▶ [Goals]:
[a] Decide whether each statement below agrees with the post about the index error on an immutable function. For each one, answer yes or no and quote the exact words of the post that decide it.
(i) On 10.3, the table is not locked for the session.
(ii) The function f_fake is declared in plpgsql as immutable.
(iii) After disconnecting and reconnecting, the select still fails.
[b] Extract every line of the entries that contains the string "Query".

▶ [Source passage]:
»»

Обсуждение: could not read block 0 in file : read only 0 of 8192 bytes when doingnasty on immutable index function
I've found this strange (to me) behavior when doing nasty things with indexes and immutable functions: create table t( pk serial, t text ); insert into t( t ) values( 'hello' ), ('world'); create or replace function f_fake( i int ) returns text as $body$ declare v_t text; begin select t into strict v_t from t where pk = i limit 1; return v_t; exception when no_data_found then return 'a'; end $body$ language plpgsql immutable; Of course, f_fake is not immutable. When on 10.4 or 11 beta 1 I try to create an index on this nasty crappy function: create index idx_fake on t ( f_fake( pk ) ); ERROR: could not read block 0 in file "base/16392/16444": read only 0 of 8192 bytes CONTEXT: SQL statement "select t from t where pk = i limit 1" PL/pgSQL function f_fake(integer) line 5 at SQL statement that is somehow correct (because the function cannot be used to build an index), but then it goes worst: elect * from t; ERROR: could not open relation with OID 16444 If I then disconnect and reconnect I'm able to issue the select and get back the results. But if I issue a reindex I got the same error and the table "becames unreadable" for the whole session. On 10.3 the table is never locked for the session, that is I can create the index, I can query the table and get the results, but I cannot reindex. However, even after a reindex, it does allow me to select data from the table. So my question is: why this behavior in later PostgreSQL?

««

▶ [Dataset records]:
»»

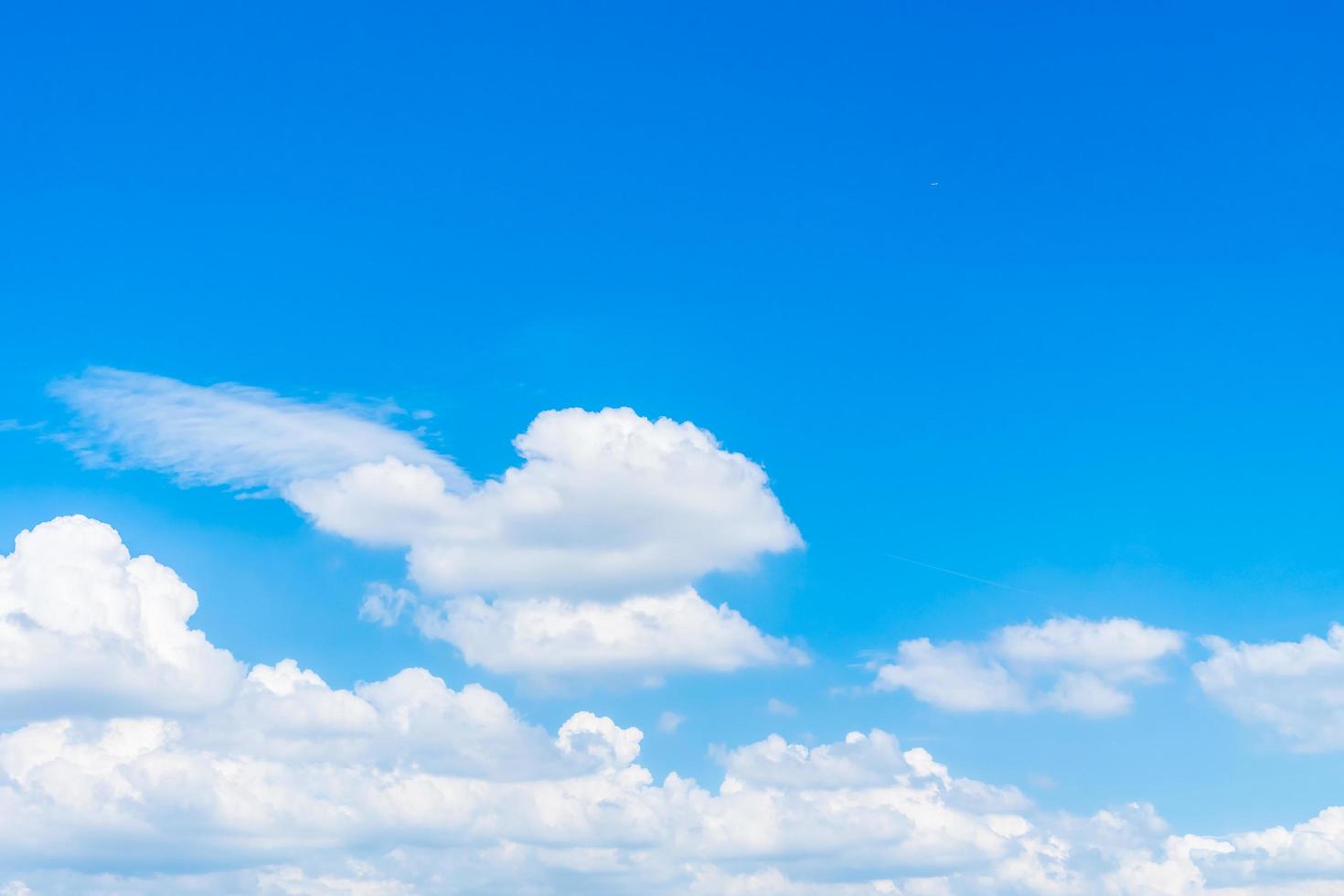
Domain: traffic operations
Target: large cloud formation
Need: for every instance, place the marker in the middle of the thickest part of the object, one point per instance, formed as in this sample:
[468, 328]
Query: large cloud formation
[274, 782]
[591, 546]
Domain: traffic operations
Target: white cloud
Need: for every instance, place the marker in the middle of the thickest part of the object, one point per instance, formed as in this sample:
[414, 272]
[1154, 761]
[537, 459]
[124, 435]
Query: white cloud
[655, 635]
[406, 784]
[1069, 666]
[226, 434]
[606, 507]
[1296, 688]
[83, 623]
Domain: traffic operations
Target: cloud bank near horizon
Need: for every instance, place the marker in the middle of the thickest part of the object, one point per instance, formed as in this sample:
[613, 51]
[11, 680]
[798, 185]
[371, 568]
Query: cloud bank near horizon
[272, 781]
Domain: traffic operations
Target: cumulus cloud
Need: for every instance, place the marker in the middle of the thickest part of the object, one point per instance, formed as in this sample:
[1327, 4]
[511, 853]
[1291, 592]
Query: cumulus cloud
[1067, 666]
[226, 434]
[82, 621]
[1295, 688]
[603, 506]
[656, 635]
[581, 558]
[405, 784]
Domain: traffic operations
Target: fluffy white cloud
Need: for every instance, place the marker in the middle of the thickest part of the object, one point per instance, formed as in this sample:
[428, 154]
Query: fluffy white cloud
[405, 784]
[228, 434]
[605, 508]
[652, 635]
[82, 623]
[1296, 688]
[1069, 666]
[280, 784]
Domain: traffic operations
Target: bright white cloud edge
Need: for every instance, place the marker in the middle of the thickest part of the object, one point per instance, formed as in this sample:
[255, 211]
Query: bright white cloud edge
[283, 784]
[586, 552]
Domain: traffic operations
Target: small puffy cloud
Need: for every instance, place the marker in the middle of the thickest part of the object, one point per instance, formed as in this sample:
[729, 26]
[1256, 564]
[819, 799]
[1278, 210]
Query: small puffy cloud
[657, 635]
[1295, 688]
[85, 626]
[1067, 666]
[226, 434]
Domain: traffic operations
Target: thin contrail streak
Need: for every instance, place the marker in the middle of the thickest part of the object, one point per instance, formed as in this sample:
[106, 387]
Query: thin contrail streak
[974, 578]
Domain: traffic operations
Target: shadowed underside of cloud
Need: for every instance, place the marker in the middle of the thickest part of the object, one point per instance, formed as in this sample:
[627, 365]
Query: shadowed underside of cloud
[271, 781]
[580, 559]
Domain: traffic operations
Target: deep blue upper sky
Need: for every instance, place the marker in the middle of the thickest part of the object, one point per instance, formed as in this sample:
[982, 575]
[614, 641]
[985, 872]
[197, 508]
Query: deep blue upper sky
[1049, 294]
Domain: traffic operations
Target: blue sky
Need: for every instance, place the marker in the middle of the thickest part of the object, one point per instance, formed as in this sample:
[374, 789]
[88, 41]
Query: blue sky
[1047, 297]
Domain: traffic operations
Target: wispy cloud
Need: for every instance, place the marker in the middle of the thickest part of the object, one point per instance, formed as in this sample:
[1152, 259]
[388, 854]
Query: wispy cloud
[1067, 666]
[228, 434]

««

▶ [Solutions]:
[a]
(i) Yes: "On 10.3 the table is never locked for the session"
(ii) Yes: "language plpgsql immutable"
(iii) No: "If I then disconnect and reconnect I'm able to issue the select and get back the results."

[b]
Query: large cloud formation
Query: white cloud
Query: cloud bank near horizon
Query: cumulus cloud
Query: fluffy white cloud
Query: bright white cloud edge
Query: small puffy cloud
Query: thin contrail streak
Query: shadowed underside of cloud
Query: deep blue upper sky
Query: blue sky
Query: wispy cloud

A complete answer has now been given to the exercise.